── Record extracts ──

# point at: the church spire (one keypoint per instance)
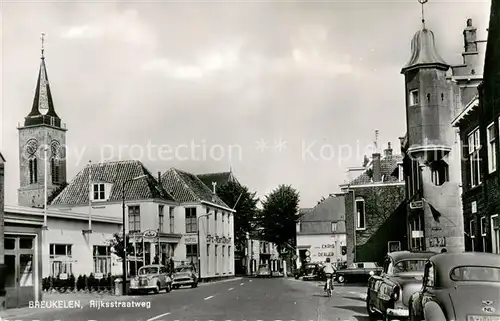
(42, 110)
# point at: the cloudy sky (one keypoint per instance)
(308, 76)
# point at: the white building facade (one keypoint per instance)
(321, 233)
(205, 215)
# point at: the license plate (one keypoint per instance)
(483, 318)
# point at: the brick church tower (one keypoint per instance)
(42, 134)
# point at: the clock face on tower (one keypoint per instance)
(31, 148)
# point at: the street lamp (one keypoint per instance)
(124, 262)
(198, 246)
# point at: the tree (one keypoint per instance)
(244, 205)
(116, 244)
(279, 216)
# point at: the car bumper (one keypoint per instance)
(400, 312)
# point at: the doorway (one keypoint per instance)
(495, 234)
(20, 277)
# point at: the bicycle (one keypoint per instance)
(329, 286)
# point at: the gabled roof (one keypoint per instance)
(187, 187)
(388, 166)
(218, 178)
(116, 173)
(331, 209)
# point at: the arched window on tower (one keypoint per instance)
(33, 170)
(55, 167)
(439, 172)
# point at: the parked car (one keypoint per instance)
(459, 286)
(264, 271)
(358, 272)
(309, 271)
(151, 278)
(388, 294)
(184, 275)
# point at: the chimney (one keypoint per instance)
(470, 43)
(376, 176)
(388, 151)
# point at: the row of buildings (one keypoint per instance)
(442, 191)
(173, 215)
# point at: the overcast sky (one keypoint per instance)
(223, 74)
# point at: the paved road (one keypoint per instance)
(236, 300)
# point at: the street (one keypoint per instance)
(236, 300)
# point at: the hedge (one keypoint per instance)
(83, 283)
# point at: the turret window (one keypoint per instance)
(33, 170)
(414, 97)
(439, 172)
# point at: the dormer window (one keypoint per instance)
(99, 192)
(414, 97)
(401, 175)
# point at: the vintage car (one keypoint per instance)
(264, 271)
(185, 275)
(459, 286)
(388, 294)
(151, 278)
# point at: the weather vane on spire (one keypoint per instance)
(422, 2)
(43, 41)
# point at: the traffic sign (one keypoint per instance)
(150, 233)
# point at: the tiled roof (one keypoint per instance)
(331, 209)
(187, 187)
(116, 173)
(219, 178)
(388, 166)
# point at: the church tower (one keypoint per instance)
(434, 177)
(42, 146)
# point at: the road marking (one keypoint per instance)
(158, 316)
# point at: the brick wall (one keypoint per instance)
(385, 221)
(2, 213)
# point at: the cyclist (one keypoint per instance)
(329, 271)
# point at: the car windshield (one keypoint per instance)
(148, 270)
(410, 266)
(476, 273)
(183, 269)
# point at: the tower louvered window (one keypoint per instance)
(55, 170)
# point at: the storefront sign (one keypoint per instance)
(190, 239)
(437, 241)
(218, 239)
(150, 233)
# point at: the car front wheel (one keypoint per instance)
(372, 314)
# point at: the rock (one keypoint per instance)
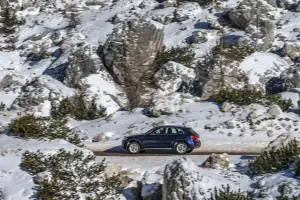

───

Update the data above by replacing every occurrence of "point at" with "locate" and leaving everything else unchanged. Omit the pictures from your answer.

# locate: the church spire (one keypoint per instance)
(42, 110)
# locate: the cloudy sky (one keypoint per instance)
(308, 76)
# locate: the white building facade (one keypoint per instance)
(321, 233)
(205, 215)
# locate: the license plate (one keypoint per instance)
(483, 318)
# locate: the brick church tower (one keypoint per instance)
(42, 134)
# locate: the clock face on tower (one keypoint per instance)
(31, 148)
# locate: the street lamp (one keypoint per instance)
(124, 262)
(198, 246)
# locate: the tree (one keypoint per instance)
(244, 205)
(116, 244)
(279, 216)
# locate: the car bumper (one keypoint per instance)
(400, 312)
# locate: the doorway (one keypoint per instance)
(495, 234)
(20, 277)
# locate: the bicycle (one keypoint per instance)
(329, 286)
# locate: the gabled roof (one keypoint per instance)
(187, 187)
(388, 166)
(218, 178)
(116, 173)
(331, 209)
# locate: the arched window on tower (one keypoint per instance)
(33, 170)
(55, 167)
(439, 172)
# locate: the parked car (one keypoint per instance)
(459, 286)
(264, 271)
(358, 272)
(309, 271)
(151, 278)
(388, 294)
(184, 275)
# locate: the chimney (one keypoint per instance)
(470, 43)
(376, 176)
(388, 151)
# locate: the row of buildings (one keypoint per instance)
(442, 191)
(173, 215)
# locate: the overcast sky (one keypoint per instance)
(223, 74)
# locate: the paved road (one keypoint per instance)
(236, 300)
# locate: the street (one keypoint per instance)
(236, 300)
# locate: the hedge (one keypoint per instance)
(83, 283)
# locate: the turret window (one keypoint per instance)
(33, 170)
(414, 97)
(439, 172)
# locate: the dormer window (one keypoint per instance)
(99, 192)
(414, 97)
(401, 175)
# locate: the vintage car (one keypoint per instance)
(264, 271)
(185, 275)
(459, 286)
(388, 294)
(151, 278)
# locate: the weather vane on spire (one keypoint per instance)
(422, 2)
(43, 41)
# locate: the traffic sign (one keypoint per instance)
(150, 233)
# locate: the tiled roof (one keypoint per instance)
(331, 209)
(187, 187)
(116, 173)
(219, 178)
(388, 166)
# locate: the church tower (one keypoint per instance)
(434, 177)
(42, 146)
# locate: the road marking (one keypoint per instance)
(158, 316)
# locate: the brick wall (one keypoint per instance)
(385, 221)
(2, 213)
# locate: the cyclist (one keypoint per instance)
(329, 271)
# locate: the car windshield (one keypoint per instance)
(148, 270)
(410, 266)
(476, 273)
(183, 269)
# locate: the tower louvered window (one keypoint per instance)
(55, 170)
# locate: the storefront sign (one keypoint per instance)
(190, 239)
(437, 241)
(218, 239)
(150, 233)
# locate: the car front wheel (one keypoint per instance)
(372, 314)
# locate: the rock (one keypoint per instance)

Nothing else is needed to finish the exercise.